SOURCE DOCUMENT:

■ ■ ■

Henno Martin | |
Birth Date: | 15 March 1910 |
Field: | Geology |
Work Institution: | Geological Survey of Namibia University of São Paulo University of Cape Town University of Göttingen |
Doctoral Advisor: | Hans Cloos |
Known For: | Discovery of Messum Igneous Complex Securing water supply to Windhoek Gravitational nappe transport |
Prizes: | Hans-Stille-Medaille (1975) Gustav-Steinmann-Medaille (1980) |
Henno Martin (15 March 1910 - 7 January 1998) was a German professor of geology who, along with Hermann Korn, lived for two and a half years in the Namib Desert to avoid internment during the Second World War.[1] [2]
Martin was born in Freiburg, Germany on 15 March 1910.[1] His studies at the universities of Bonn, Zürich, and Göttingen culminated in a Ph.D on "Post-Archean Tectonics in Southern Central Sweden". In 1935 he emigrated along with Korn to what was then South-West Africa (now Namibia) (a former German colony) and worked as a consulting geologist.[1] Namibia was at that time administered by its neighbor, South Africa and in 1939 South Africa, following the United Kingdom, declared war on Germany. In 1940, fearing internment as enemy aliens by the South African government, Martin and Korn decided to flee into the Namib desert and to wait out the war in the remote and rugged Kuiseb Canyon.[3] They returned to Windhoek in 1942 after Korn developed beri-beri.[1] They were not interned on their return and before the war ended were employed as surveyors by the government.[3] In 1957 Martin wrote The Sheltering Desert, a memoir of his experiences while living in the Namib. The work was first published in German and has been translated into other languages. A 1992 film covers the story.

■ ■ ■

STORED DATA:
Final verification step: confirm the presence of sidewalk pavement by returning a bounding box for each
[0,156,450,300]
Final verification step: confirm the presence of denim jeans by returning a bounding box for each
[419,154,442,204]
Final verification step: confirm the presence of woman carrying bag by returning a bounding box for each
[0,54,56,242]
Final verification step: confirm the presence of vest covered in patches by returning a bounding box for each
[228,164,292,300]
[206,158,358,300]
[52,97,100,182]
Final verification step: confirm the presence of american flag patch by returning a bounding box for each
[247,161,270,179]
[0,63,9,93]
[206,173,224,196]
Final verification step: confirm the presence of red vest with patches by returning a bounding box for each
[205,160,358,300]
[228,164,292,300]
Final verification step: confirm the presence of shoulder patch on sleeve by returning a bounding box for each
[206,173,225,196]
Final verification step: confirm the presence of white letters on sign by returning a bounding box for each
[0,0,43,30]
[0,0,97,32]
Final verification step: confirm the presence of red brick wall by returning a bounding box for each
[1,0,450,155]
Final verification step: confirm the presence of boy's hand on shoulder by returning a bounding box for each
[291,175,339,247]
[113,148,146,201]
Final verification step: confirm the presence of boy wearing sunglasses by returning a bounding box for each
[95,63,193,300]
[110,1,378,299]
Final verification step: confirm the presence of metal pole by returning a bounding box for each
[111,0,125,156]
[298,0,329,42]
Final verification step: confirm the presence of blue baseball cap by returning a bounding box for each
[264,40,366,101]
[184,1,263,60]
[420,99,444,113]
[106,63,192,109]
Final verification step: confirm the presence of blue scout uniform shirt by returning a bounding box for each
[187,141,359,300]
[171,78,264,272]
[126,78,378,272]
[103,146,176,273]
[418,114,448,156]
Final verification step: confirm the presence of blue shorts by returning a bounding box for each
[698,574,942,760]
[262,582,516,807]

■ ■ ■

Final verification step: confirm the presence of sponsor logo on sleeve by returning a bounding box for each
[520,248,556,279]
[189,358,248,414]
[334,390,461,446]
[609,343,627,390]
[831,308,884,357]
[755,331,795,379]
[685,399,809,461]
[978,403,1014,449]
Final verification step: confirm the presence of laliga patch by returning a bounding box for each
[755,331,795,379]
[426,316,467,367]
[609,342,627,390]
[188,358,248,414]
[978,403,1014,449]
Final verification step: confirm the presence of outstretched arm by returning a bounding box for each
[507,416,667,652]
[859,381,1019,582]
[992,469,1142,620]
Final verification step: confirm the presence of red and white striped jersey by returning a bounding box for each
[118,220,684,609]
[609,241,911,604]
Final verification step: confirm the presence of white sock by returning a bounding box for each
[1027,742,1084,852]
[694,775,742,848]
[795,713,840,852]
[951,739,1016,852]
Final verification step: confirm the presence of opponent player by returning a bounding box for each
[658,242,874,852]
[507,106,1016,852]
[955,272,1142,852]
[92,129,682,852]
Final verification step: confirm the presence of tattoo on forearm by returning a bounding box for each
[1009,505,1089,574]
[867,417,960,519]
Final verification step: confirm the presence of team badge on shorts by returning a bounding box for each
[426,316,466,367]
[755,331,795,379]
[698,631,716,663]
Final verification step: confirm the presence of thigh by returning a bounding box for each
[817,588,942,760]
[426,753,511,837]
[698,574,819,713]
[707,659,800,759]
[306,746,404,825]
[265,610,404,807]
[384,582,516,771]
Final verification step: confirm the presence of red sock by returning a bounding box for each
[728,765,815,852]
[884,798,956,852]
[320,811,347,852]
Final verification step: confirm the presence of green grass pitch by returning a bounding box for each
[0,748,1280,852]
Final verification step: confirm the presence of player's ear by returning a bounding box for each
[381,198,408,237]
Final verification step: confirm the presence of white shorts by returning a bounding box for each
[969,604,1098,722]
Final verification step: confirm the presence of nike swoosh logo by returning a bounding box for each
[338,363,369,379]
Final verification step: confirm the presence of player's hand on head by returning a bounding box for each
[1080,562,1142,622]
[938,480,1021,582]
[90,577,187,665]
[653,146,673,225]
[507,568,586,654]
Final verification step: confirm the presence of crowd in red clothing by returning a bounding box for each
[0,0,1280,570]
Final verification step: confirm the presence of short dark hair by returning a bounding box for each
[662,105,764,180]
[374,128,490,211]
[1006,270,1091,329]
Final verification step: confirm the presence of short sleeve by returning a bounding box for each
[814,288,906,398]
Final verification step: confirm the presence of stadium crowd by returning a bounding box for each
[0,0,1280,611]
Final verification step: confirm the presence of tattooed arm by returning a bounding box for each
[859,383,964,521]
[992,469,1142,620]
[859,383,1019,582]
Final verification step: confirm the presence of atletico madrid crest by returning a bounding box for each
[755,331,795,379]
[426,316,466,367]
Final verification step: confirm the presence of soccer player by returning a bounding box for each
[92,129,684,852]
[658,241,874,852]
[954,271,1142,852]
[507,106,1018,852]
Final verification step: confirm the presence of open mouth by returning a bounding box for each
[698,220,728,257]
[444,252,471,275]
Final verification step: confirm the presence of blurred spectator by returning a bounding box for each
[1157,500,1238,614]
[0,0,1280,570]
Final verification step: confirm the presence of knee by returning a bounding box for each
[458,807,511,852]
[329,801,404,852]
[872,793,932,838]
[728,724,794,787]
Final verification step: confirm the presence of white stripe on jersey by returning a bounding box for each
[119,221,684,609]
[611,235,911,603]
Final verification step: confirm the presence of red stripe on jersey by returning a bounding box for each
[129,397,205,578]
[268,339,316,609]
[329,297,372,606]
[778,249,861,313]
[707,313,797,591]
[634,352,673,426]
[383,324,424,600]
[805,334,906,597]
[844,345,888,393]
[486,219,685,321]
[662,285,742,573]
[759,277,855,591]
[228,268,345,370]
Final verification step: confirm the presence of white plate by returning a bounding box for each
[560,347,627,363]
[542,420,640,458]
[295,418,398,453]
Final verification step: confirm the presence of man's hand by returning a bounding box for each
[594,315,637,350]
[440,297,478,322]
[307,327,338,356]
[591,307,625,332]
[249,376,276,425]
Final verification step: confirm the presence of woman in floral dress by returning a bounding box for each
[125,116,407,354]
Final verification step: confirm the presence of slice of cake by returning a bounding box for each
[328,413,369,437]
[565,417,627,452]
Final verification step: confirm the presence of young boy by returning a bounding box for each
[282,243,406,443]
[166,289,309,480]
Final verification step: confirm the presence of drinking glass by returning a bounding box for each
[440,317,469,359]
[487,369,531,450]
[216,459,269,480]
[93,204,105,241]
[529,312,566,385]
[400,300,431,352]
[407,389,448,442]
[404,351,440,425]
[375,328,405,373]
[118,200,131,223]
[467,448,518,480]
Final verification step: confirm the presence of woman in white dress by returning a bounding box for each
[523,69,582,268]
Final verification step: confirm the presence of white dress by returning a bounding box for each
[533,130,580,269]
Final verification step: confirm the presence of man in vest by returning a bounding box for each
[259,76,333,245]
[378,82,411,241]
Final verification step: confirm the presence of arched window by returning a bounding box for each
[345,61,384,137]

■ ■ ■

WORK INSTRUCTIONS:
1) Translate this sentence from the Henno Martin biography into Spanish: "Martin was born in Freiburg, Germany on 15 March 1910."
2) Answer these questions using the Henno Martin biography:
(a) Who was Martin's doctoral advisor?
(b) In what year did Martin emigrate to South-West Africa?
(c) In what year did Martin write The Sheltering Desert?

ANSWERS BY ITEM:
1) Martin nació en Friburgo, Alemania, el 15 de marzo de 1910.

2)
(a) Hans Cloos
(b) 1935
(c) 1957